## Available records:
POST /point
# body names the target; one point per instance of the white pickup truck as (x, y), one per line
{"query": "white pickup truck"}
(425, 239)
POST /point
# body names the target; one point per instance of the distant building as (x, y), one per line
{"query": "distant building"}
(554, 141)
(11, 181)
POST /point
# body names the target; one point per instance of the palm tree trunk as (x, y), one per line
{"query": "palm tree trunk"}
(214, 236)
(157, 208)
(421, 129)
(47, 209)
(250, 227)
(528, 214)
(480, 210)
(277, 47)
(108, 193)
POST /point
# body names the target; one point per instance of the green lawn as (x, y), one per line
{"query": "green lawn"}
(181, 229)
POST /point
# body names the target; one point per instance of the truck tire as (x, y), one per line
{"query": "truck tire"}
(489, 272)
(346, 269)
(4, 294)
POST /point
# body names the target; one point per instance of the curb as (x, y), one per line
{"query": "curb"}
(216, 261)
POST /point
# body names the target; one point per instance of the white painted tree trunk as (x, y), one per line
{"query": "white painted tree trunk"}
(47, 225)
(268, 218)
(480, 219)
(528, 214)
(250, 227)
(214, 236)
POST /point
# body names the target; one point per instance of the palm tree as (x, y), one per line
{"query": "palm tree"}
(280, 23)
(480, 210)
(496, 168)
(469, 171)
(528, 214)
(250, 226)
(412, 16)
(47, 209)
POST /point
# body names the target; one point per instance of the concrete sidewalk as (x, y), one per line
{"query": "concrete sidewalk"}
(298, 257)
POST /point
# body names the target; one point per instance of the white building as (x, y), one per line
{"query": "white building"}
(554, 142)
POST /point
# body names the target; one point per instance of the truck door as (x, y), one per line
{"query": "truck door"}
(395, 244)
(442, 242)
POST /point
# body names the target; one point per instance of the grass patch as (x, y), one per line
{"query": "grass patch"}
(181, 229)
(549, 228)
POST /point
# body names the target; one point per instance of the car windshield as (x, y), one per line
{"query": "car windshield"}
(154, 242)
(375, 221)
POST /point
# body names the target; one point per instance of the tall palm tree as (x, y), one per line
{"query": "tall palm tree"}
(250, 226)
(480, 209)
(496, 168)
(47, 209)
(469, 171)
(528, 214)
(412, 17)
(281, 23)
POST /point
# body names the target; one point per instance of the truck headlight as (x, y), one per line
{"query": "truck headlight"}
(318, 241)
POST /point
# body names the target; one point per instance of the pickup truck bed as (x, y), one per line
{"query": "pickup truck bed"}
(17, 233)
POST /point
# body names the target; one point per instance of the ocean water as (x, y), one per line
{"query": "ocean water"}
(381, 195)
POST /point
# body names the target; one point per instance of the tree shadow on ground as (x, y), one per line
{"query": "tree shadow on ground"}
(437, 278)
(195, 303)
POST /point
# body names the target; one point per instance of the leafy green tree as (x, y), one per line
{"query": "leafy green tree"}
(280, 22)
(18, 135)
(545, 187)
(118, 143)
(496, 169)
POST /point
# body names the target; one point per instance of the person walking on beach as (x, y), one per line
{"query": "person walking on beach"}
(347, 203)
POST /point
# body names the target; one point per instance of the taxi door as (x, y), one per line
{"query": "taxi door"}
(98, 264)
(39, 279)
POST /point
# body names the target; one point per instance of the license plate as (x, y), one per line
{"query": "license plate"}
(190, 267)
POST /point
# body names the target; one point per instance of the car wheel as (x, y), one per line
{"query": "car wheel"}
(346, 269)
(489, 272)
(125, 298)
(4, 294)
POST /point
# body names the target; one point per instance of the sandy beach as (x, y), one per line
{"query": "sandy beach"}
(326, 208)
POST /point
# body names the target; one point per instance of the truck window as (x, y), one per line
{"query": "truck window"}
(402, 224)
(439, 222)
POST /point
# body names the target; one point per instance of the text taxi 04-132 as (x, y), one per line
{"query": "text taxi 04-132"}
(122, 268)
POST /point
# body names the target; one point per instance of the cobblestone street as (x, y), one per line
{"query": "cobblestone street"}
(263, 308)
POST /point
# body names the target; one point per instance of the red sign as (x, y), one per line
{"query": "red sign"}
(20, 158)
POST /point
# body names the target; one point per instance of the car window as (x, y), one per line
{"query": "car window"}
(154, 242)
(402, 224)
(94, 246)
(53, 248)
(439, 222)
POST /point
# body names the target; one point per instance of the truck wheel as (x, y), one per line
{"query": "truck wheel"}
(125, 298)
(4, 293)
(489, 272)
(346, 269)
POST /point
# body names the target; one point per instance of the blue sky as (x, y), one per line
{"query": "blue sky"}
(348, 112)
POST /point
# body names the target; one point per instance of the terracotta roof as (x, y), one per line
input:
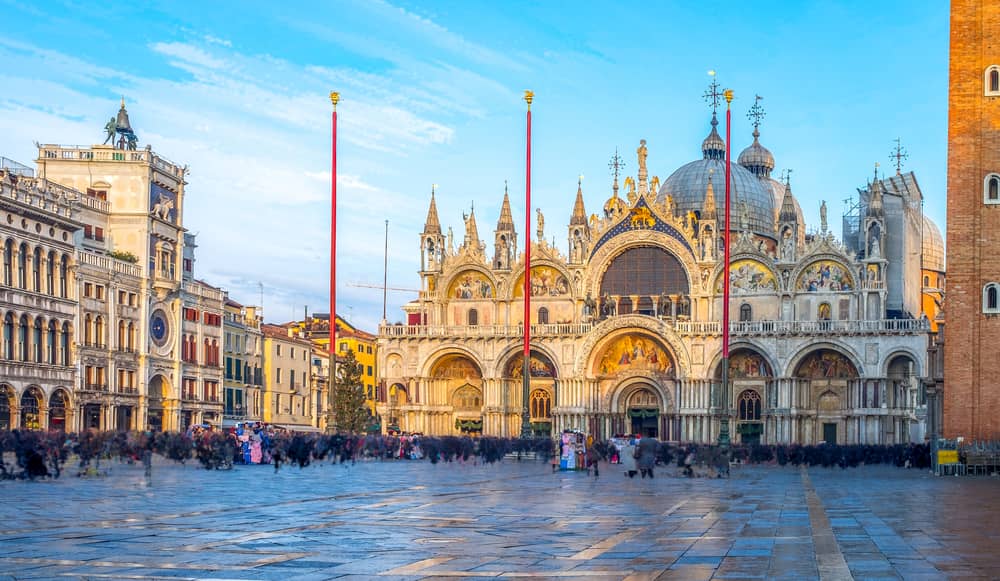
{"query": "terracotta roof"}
(279, 332)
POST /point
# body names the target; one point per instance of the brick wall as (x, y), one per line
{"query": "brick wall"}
(972, 356)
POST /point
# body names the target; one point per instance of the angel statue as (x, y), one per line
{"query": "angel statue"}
(110, 128)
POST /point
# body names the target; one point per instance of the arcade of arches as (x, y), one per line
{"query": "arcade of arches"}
(626, 323)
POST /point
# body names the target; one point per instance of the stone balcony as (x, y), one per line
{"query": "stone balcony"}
(683, 328)
(108, 263)
(108, 153)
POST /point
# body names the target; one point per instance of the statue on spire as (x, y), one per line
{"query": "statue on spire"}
(755, 114)
(615, 165)
(713, 94)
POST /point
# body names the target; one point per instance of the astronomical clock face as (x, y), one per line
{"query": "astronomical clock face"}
(159, 328)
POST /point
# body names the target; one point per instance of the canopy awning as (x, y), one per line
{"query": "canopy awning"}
(297, 428)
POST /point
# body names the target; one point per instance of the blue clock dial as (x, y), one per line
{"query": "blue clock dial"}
(158, 328)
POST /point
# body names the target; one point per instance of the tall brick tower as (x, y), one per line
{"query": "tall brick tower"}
(972, 358)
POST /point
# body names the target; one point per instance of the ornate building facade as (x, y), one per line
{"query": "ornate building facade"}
(828, 341)
(38, 302)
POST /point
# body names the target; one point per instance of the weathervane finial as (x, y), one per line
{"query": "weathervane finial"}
(898, 154)
(755, 114)
(712, 94)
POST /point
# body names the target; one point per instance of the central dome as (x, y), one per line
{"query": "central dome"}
(687, 186)
(933, 246)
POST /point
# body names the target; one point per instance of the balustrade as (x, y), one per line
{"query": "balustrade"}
(738, 328)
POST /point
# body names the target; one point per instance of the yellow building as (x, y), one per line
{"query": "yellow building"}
(287, 389)
(932, 271)
(316, 328)
(365, 347)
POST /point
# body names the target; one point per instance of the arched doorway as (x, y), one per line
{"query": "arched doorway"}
(6, 399)
(157, 392)
(636, 370)
(829, 374)
(31, 403)
(750, 375)
(643, 410)
(57, 411)
(903, 393)
(542, 388)
(457, 381)
(467, 401)
(748, 416)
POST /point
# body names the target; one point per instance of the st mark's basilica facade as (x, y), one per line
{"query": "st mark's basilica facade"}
(829, 340)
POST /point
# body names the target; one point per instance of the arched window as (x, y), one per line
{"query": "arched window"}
(63, 274)
(36, 340)
(991, 83)
(991, 298)
(749, 406)
(646, 271)
(57, 411)
(64, 344)
(8, 263)
(22, 266)
(36, 270)
(50, 273)
(22, 339)
(541, 405)
(991, 189)
(29, 410)
(8, 337)
(51, 344)
(99, 331)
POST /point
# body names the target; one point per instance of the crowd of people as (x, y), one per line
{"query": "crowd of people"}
(42, 454)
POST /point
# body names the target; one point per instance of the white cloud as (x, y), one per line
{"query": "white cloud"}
(255, 131)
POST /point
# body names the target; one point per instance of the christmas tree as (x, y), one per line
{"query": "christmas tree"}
(350, 412)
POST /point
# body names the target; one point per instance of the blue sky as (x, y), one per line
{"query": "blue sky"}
(431, 93)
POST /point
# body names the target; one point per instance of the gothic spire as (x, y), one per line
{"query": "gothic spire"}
(579, 217)
(788, 213)
(471, 230)
(506, 221)
(708, 212)
(432, 225)
(875, 198)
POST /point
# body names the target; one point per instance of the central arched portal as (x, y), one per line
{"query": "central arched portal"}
(541, 392)
(643, 411)
(636, 370)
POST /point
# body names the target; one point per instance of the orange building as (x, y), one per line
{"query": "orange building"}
(971, 366)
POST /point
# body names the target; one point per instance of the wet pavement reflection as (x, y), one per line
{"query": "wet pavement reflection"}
(414, 520)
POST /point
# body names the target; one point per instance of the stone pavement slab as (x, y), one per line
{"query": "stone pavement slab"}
(413, 520)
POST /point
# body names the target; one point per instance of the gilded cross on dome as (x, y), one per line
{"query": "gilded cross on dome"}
(713, 94)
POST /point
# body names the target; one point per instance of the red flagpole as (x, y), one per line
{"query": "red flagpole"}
(724, 423)
(334, 98)
(526, 369)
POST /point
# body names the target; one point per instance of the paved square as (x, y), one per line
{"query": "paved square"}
(414, 520)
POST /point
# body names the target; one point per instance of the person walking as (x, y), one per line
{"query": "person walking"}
(627, 457)
(646, 457)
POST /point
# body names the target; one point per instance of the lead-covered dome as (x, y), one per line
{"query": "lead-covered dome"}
(757, 158)
(687, 186)
(933, 247)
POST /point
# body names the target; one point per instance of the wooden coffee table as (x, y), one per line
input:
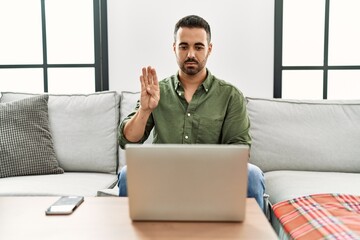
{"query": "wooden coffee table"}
(108, 218)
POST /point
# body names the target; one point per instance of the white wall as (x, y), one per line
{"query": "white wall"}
(141, 34)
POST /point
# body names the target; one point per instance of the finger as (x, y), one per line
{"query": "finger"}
(154, 77)
(149, 76)
(142, 82)
(144, 78)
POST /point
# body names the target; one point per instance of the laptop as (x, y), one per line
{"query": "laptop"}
(182, 182)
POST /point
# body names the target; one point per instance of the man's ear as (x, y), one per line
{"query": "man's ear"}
(209, 48)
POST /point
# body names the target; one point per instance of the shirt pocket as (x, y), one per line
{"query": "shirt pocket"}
(209, 131)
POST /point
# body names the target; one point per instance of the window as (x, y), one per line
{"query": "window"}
(317, 51)
(55, 46)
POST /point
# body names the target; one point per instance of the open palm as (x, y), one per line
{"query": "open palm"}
(150, 91)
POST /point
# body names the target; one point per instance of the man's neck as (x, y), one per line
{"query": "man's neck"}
(191, 82)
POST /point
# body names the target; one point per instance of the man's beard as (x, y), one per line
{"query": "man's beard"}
(193, 69)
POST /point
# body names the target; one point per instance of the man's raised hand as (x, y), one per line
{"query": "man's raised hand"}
(150, 91)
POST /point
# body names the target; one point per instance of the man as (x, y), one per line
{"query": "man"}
(191, 107)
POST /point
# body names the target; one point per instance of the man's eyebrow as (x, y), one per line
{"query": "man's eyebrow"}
(200, 43)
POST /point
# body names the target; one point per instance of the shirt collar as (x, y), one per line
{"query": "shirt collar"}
(206, 83)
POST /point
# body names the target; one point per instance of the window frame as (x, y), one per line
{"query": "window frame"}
(278, 51)
(100, 64)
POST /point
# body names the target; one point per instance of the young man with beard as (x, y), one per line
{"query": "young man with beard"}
(191, 107)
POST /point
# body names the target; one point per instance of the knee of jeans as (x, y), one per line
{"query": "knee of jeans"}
(256, 178)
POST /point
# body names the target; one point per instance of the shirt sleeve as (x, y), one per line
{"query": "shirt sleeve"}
(121, 137)
(236, 124)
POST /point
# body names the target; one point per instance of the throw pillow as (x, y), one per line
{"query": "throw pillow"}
(26, 146)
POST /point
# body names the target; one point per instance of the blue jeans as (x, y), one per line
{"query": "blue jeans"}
(256, 184)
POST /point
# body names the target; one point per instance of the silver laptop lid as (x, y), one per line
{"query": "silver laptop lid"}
(179, 182)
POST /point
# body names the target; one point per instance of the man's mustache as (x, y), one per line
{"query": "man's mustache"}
(191, 60)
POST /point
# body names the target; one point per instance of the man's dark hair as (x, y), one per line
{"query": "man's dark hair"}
(193, 21)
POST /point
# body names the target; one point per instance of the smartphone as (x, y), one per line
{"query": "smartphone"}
(64, 205)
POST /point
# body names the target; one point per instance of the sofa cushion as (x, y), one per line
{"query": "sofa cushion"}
(84, 129)
(69, 183)
(285, 185)
(26, 146)
(318, 135)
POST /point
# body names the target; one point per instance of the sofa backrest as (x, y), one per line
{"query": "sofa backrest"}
(128, 102)
(318, 135)
(83, 128)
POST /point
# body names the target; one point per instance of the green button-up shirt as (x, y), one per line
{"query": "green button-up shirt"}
(216, 114)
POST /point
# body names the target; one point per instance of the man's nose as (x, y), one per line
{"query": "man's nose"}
(191, 53)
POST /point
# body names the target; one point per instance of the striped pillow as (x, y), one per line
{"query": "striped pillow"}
(26, 146)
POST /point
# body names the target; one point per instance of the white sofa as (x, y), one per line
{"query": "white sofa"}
(84, 136)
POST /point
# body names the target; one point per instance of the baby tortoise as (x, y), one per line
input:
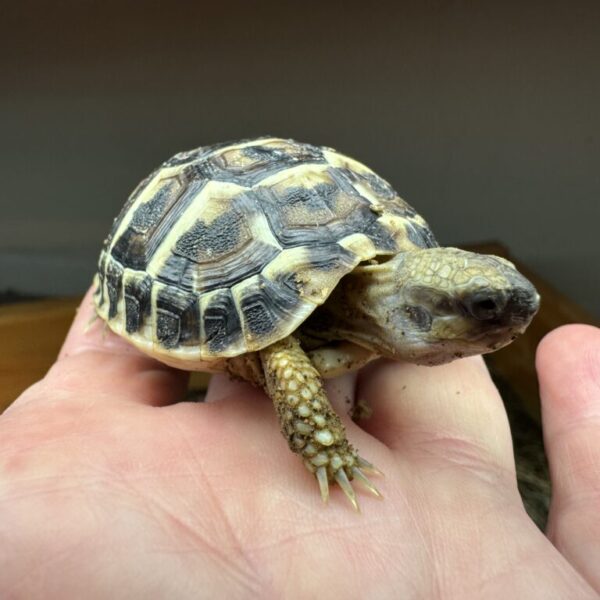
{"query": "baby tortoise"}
(284, 263)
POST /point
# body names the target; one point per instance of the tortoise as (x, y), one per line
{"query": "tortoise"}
(283, 263)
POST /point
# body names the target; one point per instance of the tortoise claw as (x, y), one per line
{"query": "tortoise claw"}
(358, 474)
(323, 483)
(344, 483)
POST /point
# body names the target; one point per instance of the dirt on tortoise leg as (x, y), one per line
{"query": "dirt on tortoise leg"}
(308, 421)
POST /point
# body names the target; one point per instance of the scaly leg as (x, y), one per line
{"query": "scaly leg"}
(308, 421)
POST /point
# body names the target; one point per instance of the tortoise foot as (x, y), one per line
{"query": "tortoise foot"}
(342, 472)
(309, 423)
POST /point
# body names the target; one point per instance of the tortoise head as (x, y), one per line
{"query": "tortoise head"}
(432, 306)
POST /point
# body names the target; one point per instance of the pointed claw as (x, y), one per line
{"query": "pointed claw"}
(323, 483)
(367, 466)
(360, 476)
(346, 486)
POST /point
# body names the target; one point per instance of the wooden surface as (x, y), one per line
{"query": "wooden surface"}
(31, 334)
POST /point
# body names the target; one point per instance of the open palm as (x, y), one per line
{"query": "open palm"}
(109, 488)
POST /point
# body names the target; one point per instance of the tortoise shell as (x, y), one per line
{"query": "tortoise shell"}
(225, 249)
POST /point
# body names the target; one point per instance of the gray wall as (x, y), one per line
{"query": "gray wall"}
(484, 115)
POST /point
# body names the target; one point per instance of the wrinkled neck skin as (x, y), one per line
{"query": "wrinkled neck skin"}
(429, 306)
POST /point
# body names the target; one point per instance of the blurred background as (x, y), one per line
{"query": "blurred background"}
(483, 115)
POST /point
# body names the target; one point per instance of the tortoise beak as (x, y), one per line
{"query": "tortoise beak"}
(514, 307)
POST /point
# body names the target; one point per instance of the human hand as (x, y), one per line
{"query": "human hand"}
(111, 489)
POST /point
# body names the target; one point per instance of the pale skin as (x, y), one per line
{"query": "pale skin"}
(111, 489)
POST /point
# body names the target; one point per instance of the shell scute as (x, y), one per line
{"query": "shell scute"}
(228, 248)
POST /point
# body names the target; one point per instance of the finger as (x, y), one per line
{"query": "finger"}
(451, 410)
(568, 363)
(94, 359)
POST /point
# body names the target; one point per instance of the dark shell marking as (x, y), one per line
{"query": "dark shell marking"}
(226, 249)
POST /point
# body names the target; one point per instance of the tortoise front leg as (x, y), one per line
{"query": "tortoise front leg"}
(308, 421)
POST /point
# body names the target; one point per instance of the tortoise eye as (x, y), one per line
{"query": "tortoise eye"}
(419, 316)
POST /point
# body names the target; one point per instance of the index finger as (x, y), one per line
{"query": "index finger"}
(93, 358)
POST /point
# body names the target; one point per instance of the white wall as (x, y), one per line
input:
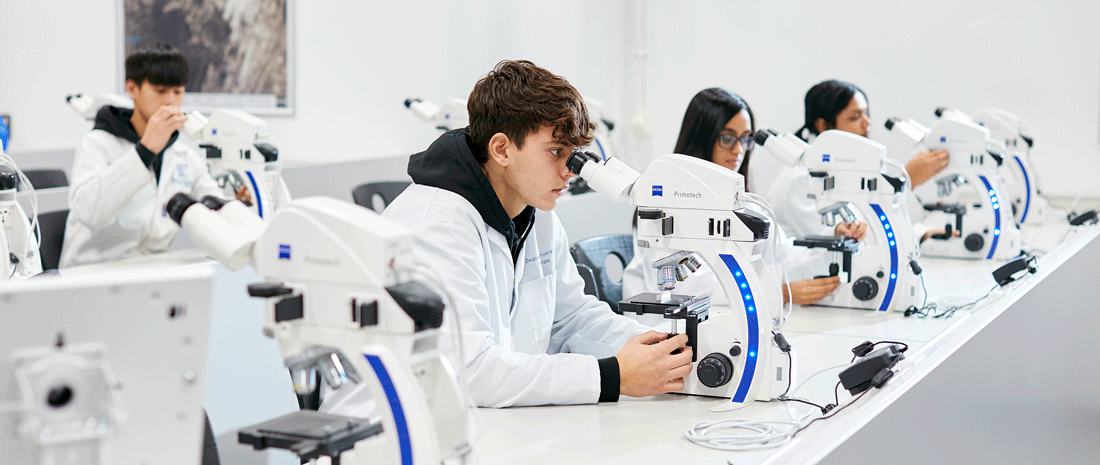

## What you should do:
Extract every line in the listing above that contains the word "sleeve".

## Completed exercise:
# body names the target; one point per instance of the shirt sleeve as (x, y), one per line
{"query": "shirt sleeve"}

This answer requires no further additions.